◆ Written exercise
Edit the material below so that each "single pixel" becomes "single point". Keep every other word the same.

(Records pointing to named objects)

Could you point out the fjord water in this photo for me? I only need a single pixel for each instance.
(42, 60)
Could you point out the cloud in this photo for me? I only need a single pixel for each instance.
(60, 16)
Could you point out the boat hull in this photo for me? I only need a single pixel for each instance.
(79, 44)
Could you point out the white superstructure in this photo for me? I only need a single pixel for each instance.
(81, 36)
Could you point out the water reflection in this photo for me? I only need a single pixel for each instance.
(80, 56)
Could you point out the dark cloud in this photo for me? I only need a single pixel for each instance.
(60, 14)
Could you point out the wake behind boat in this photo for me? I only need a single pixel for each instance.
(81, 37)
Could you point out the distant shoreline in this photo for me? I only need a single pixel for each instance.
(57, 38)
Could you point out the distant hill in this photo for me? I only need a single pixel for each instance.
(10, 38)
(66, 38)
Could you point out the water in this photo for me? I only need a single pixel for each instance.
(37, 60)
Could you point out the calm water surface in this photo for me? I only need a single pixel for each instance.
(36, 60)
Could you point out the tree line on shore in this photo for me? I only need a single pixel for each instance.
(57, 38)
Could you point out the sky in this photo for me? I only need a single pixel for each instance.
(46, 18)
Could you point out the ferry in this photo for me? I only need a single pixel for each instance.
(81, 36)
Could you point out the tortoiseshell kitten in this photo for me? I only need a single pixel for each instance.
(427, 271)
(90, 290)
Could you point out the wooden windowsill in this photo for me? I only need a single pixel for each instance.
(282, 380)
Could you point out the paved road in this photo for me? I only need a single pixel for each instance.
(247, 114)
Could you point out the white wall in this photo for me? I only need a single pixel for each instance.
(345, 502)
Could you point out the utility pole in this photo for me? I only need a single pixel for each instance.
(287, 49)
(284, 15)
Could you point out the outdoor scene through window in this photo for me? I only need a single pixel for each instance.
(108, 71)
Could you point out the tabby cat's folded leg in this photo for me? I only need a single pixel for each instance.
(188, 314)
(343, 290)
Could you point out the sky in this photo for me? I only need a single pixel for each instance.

◆ Final result
Could you point out the fjord water in this photo for me? I only need a single point for each instance.
(42, 60)
Could you point out the cloud in this photo for me? I only need a single point for each instance.
(60, 16)
Could you point out the boat hull in this photo for me? I only need a single point for each instance.
(79, 44)
Could you point out the white superstructure in this photo for me? I only need a single point for each instance.
(81, 36)
Could you point out the water reflection in this photo for me? I only need a single point for each instance.
(80, 56)
Could you point out the dark cloud in this photo for me? I only need a single point for each instance.
(60, 14)
Could you point out the wake behind boat in this photo for me? I only need a single point for each instance.
(81, 37)
Could you point out the distant shoreline in this photo for me? I only need a single point for each instance.
(57, 38)
Could you point out the distant hill in this photo for me? I only need a single point for each instance.
(10, 38)
(66, 38)
Could you point out the water in this photo for me? I only need a single point for each instance.
(37, 60)
Could you point out the calm water surface in this photo for me? I only need a single point for each instance.
(36, 60)
Could you point out the tree line on shore in this photo for me? I only need a single point for each instance.
(57, 38)
Could you point out the sky in this photo for me? I only need a single point for each instance.
(46, 18)
Could you point out the ferry in this photo for me? I only need a single point for each instance.
(81, 36)
Could you point out the tortoiseshell kitten in this photo for me? I only need a single point for each instance.
(427, 271)
(90, 290)
Could you point out the wooden windowsill in this photo for me? I only need a single point for each instance.
(282, 380)
Could you point out the paved road in this photo for me? I only need a single point for each instance.
(247, 114)
Could you point out the white wall in this photo for me? I only need a single point for each instance.
(345, 502)
Could you point out the utility pole in this photo for me? I only need a single point for each instance.
(287, 49)
(284, 15)
Could you point out the outdoor scene through window in this photo for me? I only need a single point for each instance.
(108, 71)
Could you point out the tabby cat's folded leg in this photo for me? I only need a single point for each instance.
(188, 314)
(343, 290)
Could you point out the sky in this photo for me? I only need a single point for each instance.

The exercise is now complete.